DATA RECORDS –

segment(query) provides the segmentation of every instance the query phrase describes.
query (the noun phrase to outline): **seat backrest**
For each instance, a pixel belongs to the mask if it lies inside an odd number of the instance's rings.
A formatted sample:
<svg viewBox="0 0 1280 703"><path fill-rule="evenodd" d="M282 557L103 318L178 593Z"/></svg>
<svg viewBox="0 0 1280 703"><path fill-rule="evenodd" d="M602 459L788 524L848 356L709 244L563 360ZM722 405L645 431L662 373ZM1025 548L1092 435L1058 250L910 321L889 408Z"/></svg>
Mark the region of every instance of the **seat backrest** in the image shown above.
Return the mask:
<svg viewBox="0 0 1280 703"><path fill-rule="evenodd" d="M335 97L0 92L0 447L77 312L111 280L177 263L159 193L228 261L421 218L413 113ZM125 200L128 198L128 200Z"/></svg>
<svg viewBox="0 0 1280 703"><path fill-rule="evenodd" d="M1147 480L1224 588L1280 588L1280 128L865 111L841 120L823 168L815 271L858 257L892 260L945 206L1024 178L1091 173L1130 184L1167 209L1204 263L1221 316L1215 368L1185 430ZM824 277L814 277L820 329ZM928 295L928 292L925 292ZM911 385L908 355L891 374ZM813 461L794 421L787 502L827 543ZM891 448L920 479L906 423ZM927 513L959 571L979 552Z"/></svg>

INSTRUCTIONS FOR THE TASK – Tally the lines of the records above that contain the string "backrest", matching case exactly. Give only the count.

WRITTEN RESPONSE – 2